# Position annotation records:

________

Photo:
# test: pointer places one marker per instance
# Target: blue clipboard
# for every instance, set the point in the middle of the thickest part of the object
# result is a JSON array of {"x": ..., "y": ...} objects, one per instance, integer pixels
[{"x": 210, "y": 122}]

________

# Job:
Can you recast every line of the records above as a numbered list, dropping any blank lines?

# Written answer:
1. Photo:
2. # test: pointer places one marker per instance
3. # Target: blue clipboard
4. # for every instance, set the point in the middle of the thickest part of the object
5. # result is a JSON array of {"x": ..., "y": ...} objects, one per instance, integer pixels
6. [{"x": 210, "y": 122}]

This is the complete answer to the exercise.